#### Your instructions
Reproduce the data from its start through the line containing "[[109, 294], [110, 78]]", both ends included, with all lines kept in place. Multiply every coordinate in the answer lists by 1.25 and round to whole numbers, halves up, leaving the output-form samples and all other lines unchanged.

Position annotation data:
═══

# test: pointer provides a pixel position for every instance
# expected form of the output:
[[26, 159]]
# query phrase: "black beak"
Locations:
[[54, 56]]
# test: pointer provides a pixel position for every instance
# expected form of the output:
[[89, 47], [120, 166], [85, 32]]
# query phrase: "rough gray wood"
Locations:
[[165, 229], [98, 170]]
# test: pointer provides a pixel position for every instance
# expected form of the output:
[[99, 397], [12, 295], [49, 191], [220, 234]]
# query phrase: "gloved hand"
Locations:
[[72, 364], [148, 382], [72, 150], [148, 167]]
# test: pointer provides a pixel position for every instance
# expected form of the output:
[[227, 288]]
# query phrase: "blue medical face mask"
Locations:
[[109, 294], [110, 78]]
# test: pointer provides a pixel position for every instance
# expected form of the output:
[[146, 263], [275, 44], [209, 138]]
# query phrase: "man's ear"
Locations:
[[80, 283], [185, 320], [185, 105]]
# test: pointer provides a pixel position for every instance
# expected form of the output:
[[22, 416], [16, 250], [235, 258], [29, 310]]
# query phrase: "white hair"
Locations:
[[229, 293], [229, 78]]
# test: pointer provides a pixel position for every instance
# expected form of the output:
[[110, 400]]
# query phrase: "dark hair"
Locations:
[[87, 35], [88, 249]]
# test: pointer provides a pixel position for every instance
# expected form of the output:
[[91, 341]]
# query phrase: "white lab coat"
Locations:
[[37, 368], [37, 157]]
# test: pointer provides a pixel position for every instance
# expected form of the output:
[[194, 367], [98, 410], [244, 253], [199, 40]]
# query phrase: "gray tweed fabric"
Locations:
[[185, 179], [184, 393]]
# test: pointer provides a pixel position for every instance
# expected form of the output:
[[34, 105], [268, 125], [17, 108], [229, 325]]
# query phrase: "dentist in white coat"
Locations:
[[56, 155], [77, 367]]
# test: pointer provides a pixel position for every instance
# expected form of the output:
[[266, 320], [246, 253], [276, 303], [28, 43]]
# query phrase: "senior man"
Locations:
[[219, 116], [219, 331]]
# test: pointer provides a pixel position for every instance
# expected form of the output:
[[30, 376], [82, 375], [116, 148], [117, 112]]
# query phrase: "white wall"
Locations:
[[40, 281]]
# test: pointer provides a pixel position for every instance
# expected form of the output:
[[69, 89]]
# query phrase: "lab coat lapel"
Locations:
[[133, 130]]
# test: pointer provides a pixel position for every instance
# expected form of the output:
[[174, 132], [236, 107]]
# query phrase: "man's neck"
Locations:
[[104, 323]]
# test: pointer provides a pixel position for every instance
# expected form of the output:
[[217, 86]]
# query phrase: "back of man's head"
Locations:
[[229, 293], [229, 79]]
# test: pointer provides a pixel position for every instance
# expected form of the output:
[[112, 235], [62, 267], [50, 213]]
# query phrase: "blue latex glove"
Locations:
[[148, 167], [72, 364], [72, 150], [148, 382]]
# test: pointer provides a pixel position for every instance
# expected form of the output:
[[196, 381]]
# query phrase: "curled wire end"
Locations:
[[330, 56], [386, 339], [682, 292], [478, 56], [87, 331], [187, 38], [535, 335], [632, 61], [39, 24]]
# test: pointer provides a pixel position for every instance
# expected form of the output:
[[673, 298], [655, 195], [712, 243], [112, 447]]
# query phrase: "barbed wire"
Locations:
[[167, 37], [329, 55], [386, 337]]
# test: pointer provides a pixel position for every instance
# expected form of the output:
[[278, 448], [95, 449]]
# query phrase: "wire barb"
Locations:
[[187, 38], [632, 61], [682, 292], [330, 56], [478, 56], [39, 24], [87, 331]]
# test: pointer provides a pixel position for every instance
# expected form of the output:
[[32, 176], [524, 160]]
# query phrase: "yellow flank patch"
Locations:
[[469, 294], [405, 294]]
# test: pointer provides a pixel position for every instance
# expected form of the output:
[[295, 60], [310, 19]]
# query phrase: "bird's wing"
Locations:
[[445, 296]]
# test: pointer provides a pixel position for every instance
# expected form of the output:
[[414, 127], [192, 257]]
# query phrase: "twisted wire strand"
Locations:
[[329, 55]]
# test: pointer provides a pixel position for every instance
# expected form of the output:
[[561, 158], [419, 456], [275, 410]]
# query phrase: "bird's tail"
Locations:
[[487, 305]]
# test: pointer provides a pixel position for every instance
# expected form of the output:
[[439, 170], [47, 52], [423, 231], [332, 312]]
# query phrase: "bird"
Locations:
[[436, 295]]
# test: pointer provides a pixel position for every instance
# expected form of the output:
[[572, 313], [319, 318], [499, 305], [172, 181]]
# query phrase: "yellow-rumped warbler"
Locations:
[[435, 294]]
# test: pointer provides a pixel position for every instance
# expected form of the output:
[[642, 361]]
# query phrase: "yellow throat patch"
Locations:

═══

#### Written solution
# test: pointer provides a pixel position for every instance
# expected form of the output:
[[26, 159]]
# query phrase: "black beak"
Locations:
[[68, 70]]
# test: pointer provides a pixel position for every instance
# expected form of the output:
[[89, 47], [120, 166], [85, 32]]
# query phrase: "rough gray wood"
Locations:
[[206, 286], [123, 213]]
# test: pointer provides a pixel position for every instance
# expected form of the output:
[[99, 397], [12, 295], [49, 191], [220, 234]]
# query phrase: "gloved hand"
Locations:
[[90, 455], [185, 478], [90, 188], [185, 209]]
# test: pointer provides a pixel position for every instance
# expected form of the output:
[[227, 288]]
# query phrase: "blue medical face mask"
Locations:
[[136, 368], [138, 98]]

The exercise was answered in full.